WHAT THE EXERCISE ASKS → Every record, from the first to the last, is to be printed again exactly.

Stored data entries

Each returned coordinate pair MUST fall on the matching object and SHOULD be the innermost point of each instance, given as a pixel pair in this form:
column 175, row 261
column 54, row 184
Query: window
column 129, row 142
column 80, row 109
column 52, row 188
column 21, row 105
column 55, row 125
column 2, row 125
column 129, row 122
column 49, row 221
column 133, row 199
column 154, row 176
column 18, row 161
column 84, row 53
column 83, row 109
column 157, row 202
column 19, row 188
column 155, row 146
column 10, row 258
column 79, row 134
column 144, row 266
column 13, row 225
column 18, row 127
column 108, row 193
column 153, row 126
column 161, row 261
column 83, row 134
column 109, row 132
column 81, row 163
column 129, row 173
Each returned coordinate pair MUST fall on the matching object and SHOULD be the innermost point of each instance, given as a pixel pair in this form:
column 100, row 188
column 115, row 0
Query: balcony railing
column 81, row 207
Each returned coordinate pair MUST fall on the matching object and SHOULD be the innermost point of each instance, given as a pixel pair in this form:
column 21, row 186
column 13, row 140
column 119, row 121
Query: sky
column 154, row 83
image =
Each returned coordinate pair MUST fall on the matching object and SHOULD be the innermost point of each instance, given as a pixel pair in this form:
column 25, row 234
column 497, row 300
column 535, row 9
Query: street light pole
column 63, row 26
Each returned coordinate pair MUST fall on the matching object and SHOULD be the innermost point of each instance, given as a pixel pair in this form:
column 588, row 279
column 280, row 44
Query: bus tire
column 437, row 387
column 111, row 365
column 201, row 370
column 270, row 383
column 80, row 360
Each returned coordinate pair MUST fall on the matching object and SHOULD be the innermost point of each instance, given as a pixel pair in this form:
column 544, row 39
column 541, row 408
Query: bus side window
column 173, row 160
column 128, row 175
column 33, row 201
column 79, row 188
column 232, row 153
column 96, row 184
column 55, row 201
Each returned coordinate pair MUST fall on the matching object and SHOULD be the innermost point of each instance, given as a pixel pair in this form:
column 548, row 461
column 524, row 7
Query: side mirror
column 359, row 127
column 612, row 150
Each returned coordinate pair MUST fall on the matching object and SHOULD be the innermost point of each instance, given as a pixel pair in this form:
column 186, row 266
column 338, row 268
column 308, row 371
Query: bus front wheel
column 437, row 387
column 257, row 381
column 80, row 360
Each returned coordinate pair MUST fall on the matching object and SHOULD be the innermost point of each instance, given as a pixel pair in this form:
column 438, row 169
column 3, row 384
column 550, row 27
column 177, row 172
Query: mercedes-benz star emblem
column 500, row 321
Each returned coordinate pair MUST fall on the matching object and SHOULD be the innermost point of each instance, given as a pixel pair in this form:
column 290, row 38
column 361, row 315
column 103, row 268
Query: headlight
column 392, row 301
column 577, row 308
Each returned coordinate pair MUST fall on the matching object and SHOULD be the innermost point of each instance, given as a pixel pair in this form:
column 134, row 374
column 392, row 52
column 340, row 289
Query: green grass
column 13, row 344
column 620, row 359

RESULT →
Each returned coordinate pair MUST fall on the matching object and SHOULD be the innermost point of each instance, given as a pixel pair in this form:
column 175, row 261
column 54, row 184
Query: window
column 129, row 142
column 80, row 109
column 52, row 188
column 21, row 105
column 55, row 125
column 2, row 125
column 129, row 122
column 49, row 221
column 133, row 199
column 154, row 176
column 18, row 161
column 84, row 53
column 83, row 109
column 157, row 202
column 19, row 188
column 155, row 146
column 10, row 258
column 79, row 134
column 144, row 266
column 13, row 225
column 18, row 127
column 108, row 193
column 153, row 126
column 161, row 261
column 83, row 134
column 109, row 132
column 81, row 163
column 129, row 173
Each returned coordinate pair MUST fall on the matching object and SHOULD be the innermost point of each instance, given as a pixel pair in this form:
column 100, row 188
column 115, row 0
Query: balcony railing
column 81, row 207
Each returned coordinate pair MUST fall on the matching object and SHOULD be the innermost point of each instance, given as a pixel pair in this form:
column 21, row 186
column 13, row 140
column 119, row 121
Query: sky
column 154, row 83
image =
Each returned coordinate pair MUST fall on the matching object and SHOULD be the innermost point of each instance, given as a pixel pair in this form:
column 25, row 234
column 497, row 300
column 535, row 9
Query: street light pole
column 63, row 26
Each returned coordinate pair MUST fall on the matching object and SHOULD be the innermost point of each instance, given as a pixel pair in this form:
column 588, row 279
column 280, row 44
Query: bus tire
column 437, row 387
column 111, row 365
column 201, row 370
column 270, row 383
column 80, row 360
Each returned coordinate pair MUST fall on the matching object and SHOULD be the innermost point of each instance, given as a pixel pair in this form:
column 544, row 39
column 541, row 408
Query: bus side window
column 173, row 160
column 128, row 175
column 33, row 201
column 79, row 188
column 232, row 153
column 96, row 184
column 55, row 201
Each returned coordinate pair MUST fall on the matching object and SHOULD be the innermost point of each instance, given as a pixel pair in this form:
column 548, row 461
column 524, row 7
Query: side mirror
column 359, row 127
column 612, row 150
Each returned coordinate pair MUST fall on the matching object and SHOULD be the innermost point of each instance, given as a pixel pair in this form:
column 186, row 266
column 338, row 268
column 308, row 371
Query: bus front wheel
column 437, row 387
column 257, row 381
column 80, row 360
Each returned coordinate pair MUST fall on the matching object and SHOULD be the innermost point of each instance, given as a pixel pair in this form:
column 438, row 169
column 3, row 384
column 550, row 27
column 177, row 172
Query: mercedes-benz star emblem
column 500, row 321
Each returned coordinate pair MUST fall on the matching object and SHOULD be the innermost point of each instance, given as a pixel pair in this form:
column 290, row 38
column 361, row 315
column 103, row 268
Query: headlight
column 392, row 301
column 577, row 308
Each returned coordinate pair MUST fall on the matching object and SHOULD be the innermost point of each instance, given as a pixel pair in this form:
column 134, row 374
column 392, row 52
column 340, row 289
Query: green grass
column 13, row 344
column 620, row 359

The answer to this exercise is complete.